__PROMPT__: In the Six Nations report below, which match and venue saw the Scottish starting XV draw with England?

__SUPPLIED PASSAGE__:
════
RUGBY/SIX NATIONS NEWS:AS WITH Declan Kidney the day before, Andy Robinson yesterday announced an unchanged side for Saturday's Six Nations finale at Croke Park. With Kelly Brown seemingly on the mend from "a head knock", the Scottish flanker is set to remain part of the same starting XV which drew with England in the Calcutta Cup match at Murrayfield last weekend.
“The treatment from the medical team right throughout the championship has been first class and they’ve been really tested,” said Robinson. “Kelly was brought off with a head knock. Because of the care he’s had, the treatment he’s been given and the protocols he has gone through he is fit to be involved.”
Robinson will be relieved, given Brown, the ball-carrying John Beattie and the authentic openside John Barclay have been the outstanding unit in the Scots’ relatively unlucky campaign this season.
Furthermore, what was once a fairly stuffed backrow cupboard is looking decidedly bare of late, given long-term injury victims Jason White, Ally Hogg and Alastair Strokosch are all ruled out.
════
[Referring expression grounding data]
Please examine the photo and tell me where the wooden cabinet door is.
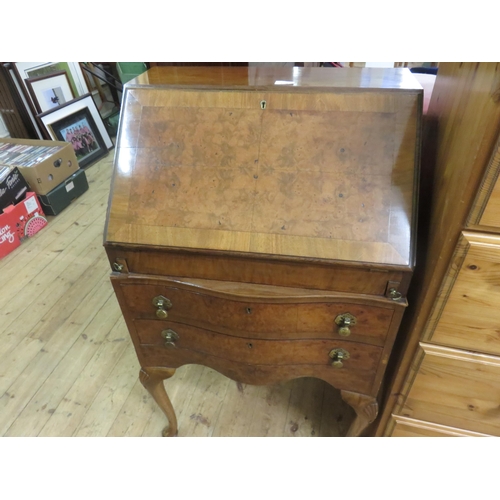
[423,232,500,355]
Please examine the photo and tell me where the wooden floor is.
[0,152,354,436]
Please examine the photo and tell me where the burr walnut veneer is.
[105,67,422,435]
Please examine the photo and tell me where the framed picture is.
[13,62,89,96]
[50,108,108,168]
[9,62,88,139]
[37,94,114,149]
[26,71,75,113]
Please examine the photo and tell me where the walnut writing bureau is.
[105,67,422,436]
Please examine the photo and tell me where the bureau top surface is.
[105,67,422,268]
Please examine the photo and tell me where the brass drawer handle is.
[335,313,357,337]
[161,328,179,349]
[153,295,172,319]
[328,348,351,368]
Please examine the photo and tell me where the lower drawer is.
[133,320,382,394]
[395,344,500,436]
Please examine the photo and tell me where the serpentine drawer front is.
[105,67,422,436]
[115,279,394,346]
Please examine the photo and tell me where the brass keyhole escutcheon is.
[153,295,172,319]
[328,348,351,368]
[388,288,402,300]
[161,328,179,349]
[335,313,357,337]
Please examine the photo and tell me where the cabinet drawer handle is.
[153,295,172,319]
[161,328,179,349]
[335,313,357,337]
[328,348,351,368]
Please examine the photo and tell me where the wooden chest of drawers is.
[377,63,500,436]
[105,68,422,435]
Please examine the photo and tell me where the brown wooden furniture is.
[377,63,500,436]
[105,67,422,435]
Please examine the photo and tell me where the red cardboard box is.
[0,193,47,259]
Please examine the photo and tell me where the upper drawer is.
[467,139,500,230]
[423,232,500,355]
[115,278,397,346]
[396,344,500,436]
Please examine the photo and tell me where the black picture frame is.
[50,107,108,168]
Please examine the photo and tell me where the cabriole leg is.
[139,368,177,437]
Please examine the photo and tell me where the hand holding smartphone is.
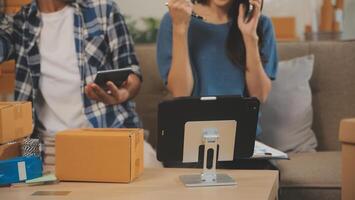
[244,2,254,23]
[94,67,133,91]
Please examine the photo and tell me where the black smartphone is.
[242,0,254,23]
[94,67,133,90]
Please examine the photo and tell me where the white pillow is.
[259,55,317,153]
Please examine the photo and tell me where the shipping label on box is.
[0,141,21,160]
[0,102,33,144]
[55,129,144,183]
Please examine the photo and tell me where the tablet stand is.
[180,128,236,187]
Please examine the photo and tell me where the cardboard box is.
[55,129,144,183]
[0,102,33,144]
[339,119,355,200]
[0,73,15,95]
[0,142,21,160]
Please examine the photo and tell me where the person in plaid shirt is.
[0,0,163,168]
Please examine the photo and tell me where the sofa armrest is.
[339,118,355,144]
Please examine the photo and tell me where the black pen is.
[165,3,205,20]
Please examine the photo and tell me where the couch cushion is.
[259,56,317,153]
[277,152,341,188]
[310,41,355,151]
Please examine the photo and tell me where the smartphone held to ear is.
[244,2,254,23]
[94,67,133,90]
[241,0,254,23]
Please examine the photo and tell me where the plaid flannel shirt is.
[0,0,142,138]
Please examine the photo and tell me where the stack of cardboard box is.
[0,102,33,160]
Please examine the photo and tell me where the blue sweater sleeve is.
[157,13,172,84]
[260,16,278,80]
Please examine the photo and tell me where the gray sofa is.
[135,41,355,200]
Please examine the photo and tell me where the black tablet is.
[94,67,133,89]
[157,96,260,163]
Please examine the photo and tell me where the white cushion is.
[259,55,317,152]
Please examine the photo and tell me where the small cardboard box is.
[0,102,33,144]
[0,73,15,95]
[55,129,144,183]
[0,142,21,160]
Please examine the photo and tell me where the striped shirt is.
[0,0,142,138]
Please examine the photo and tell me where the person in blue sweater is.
[157,0,278,135]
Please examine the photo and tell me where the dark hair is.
[192,0,264,69]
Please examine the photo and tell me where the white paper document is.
[252,141,289,159]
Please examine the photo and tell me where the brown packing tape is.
[0,102,33,144]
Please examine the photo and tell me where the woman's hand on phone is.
[167,0,192,31]
[237,0,262,40]
[85,81,130,105]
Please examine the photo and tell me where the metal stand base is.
[180,174,237,187]
[180,128,236,187]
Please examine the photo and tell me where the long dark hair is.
[192,0,264,70]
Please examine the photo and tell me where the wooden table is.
[0,169,279,200]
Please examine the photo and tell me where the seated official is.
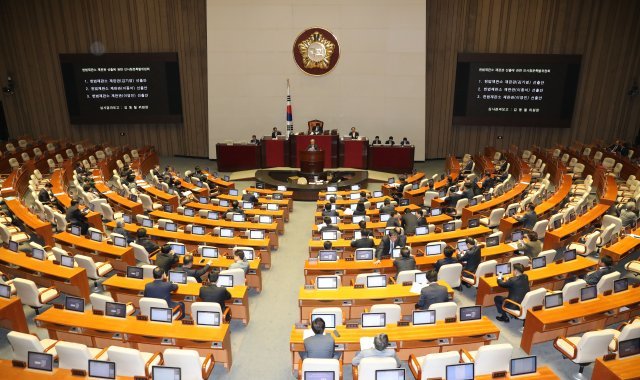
[198,270,231,313]
[416,270,449,310]
[351,333,402,368]
[493,263,530,323]
[393,247,417,276]
[144,268,184,315]
[180,255,211,283]
[435,245,458,273]
[300,318,340,360]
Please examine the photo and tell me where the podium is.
[300,150,324,175]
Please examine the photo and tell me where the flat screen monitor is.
[367,274,387,288]
[169,243,185,256]
[509,356,538,376]
[613,278,629,293]
[318,249,338,261]
[460,306,482,322]
[87,359,116,379]
[201,247,218,259]
[618,338,640,358]
[361,313,387,328]
[27,351,53,372]
[412,310,436,326]
[64,296,84,313]
[60,255,76,268]
[149,307,173,323]
[169,270,187,284]
[196,311,220,326]
[544,293,562,309]
[127,265,143,280]
[316,276,338,289]
[311,313,336,329]
[104,302,127,318]
[531,256,547,269]
[216,274,233,288]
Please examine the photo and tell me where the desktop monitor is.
[149,307,173,323]
[367,274,387,288]
[216,274,233,288]
[169,270,187,284]
[412,310,436,326]
[613,278,629,293]
[104,302,127,318]
[445,363,474,380]
[191,226,206,235]
[375,368,405,380]
[87,359,116,379]
[361,313,387,328]
[201,247,218,259]
[322,231,338,240]
[318,249,338,261]
[127,265,143,280]
[618,338,640,358]
[485,236,500,247]
[169,243,185,256]
[151,365,182,380]
[509,356,538,376]
[60,255,76,268]
[531,256,547,269]
[460,306,482,322]
[196,311,220,326]
[64,296,84,313]
[113,236,127,248]
[316,276,338,289]
[580,285,598,302]
[27,351,53,372]
[311,313,336,329]
[544,293,562,309]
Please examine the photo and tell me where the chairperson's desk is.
[36,308,232,370]
[298,281,453,322]
[103,276,250,325]
[520,287,640,353]
[53,232,136,272]
[0,248,91,302]
[289,317,500,368]
[476,256,596,306]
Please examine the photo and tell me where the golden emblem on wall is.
[293,28,340,75]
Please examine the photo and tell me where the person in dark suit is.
[393,247,416,276]
[300,318,340,360]
[416,270,449,310]
[144,267,184,317]
[155,244,178,273]
[66,199,89,235]
[435,245,458,273]
[493,263,529,323]
[401,207,418,235]
[181,255,211,283]
[199,271,231,313]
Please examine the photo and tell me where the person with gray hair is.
[351,333,402,368]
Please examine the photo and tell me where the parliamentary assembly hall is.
[0,0,640,380]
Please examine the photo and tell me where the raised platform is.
[255,169,369,201]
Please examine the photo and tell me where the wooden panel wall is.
[425,0,640,158]
[0,0,208,156]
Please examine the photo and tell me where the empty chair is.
[7,331,58,363]
[56,342,107,371]
[107,346,163,378]
[460,343,513,376]
[553,329,615,379]
[13,278,60,314]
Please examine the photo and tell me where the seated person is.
[300,318,340,360]
[416,270,449,310]
[351,333,402,368]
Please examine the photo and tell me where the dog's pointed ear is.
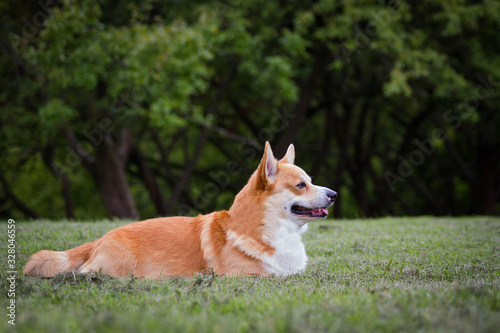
[257,141,278,186]
[280,144,295,164]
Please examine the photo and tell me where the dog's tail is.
[23,241,95,277]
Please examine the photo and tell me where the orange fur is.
[24,143,336,278]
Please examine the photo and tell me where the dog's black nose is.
[326,190,337,202]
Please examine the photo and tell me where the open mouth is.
[292,205,328,219]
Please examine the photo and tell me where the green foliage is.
[0,0,500,217]
[0,217,500,332]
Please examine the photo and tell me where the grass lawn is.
[0,217,500,333]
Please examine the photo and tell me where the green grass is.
[0,217,500,333]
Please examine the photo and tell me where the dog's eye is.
[297,182,306,188]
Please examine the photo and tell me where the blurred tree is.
[0,0,500,218]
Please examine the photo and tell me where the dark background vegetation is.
[0,0,500,219]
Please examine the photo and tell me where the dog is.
[23,142,337,278]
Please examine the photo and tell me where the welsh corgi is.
[23,142,337,278]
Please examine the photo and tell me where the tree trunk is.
[65,129,139,219]
[131,147,167,216]
[94,135,139,219]
[42,146,75,219]
[476,112,497,215]
[274,50,333,156]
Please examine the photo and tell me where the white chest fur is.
[263,219,307,276]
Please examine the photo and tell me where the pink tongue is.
[312,208,328,215]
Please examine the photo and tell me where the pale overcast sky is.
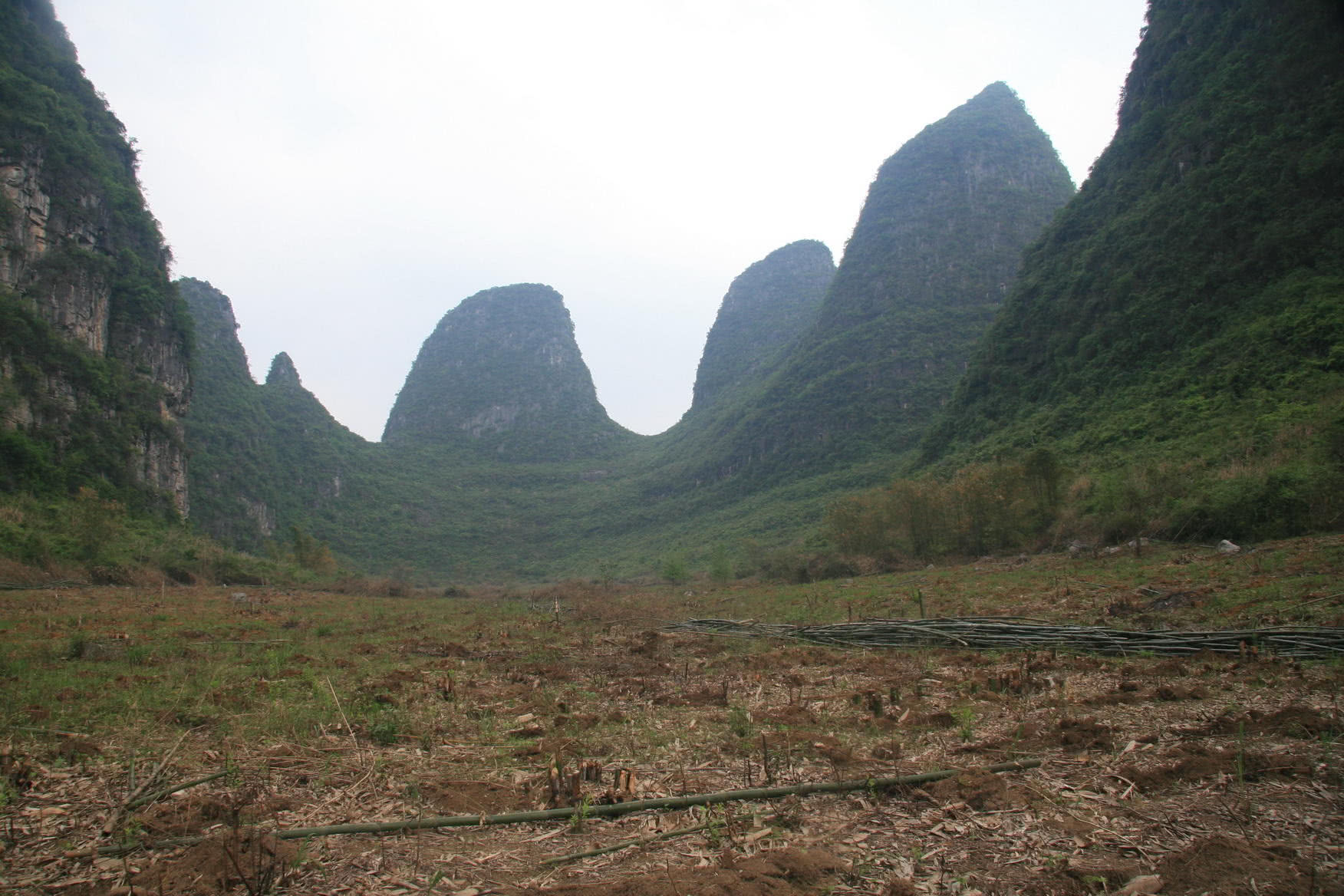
[54,0,1145,440]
════
__PROBLEM SOLUTION__: The Calcutta Cup match at Murrayfield.